Convert the material starting at the line that contains "trousers with a single marker." and ending at the line that contains "(1055, 620)" into a two-column CSV headed input and output. Give one row per note, with the note's text under input and its answer under output, each in one quoted field and with line breaks replaced by spaces.

------ RECORDED DATA ------

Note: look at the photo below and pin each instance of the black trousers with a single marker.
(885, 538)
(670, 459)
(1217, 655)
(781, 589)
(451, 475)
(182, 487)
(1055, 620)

------
------ RECORDED DATA ------

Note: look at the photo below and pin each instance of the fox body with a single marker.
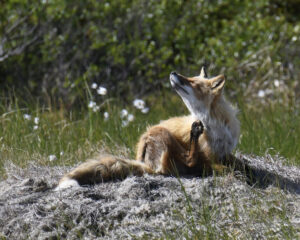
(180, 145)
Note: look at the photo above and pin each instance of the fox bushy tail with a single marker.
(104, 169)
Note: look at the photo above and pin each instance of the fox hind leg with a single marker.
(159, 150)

------

- ANSWER TO THIS TASK -
input,output
"Note: look at the photo below and pin each instance of the black trousers with a single marker.","(885, 538) (670, 459) (1217, 655) (781, 589) (451, 475) (182, 487) (1055, 620)"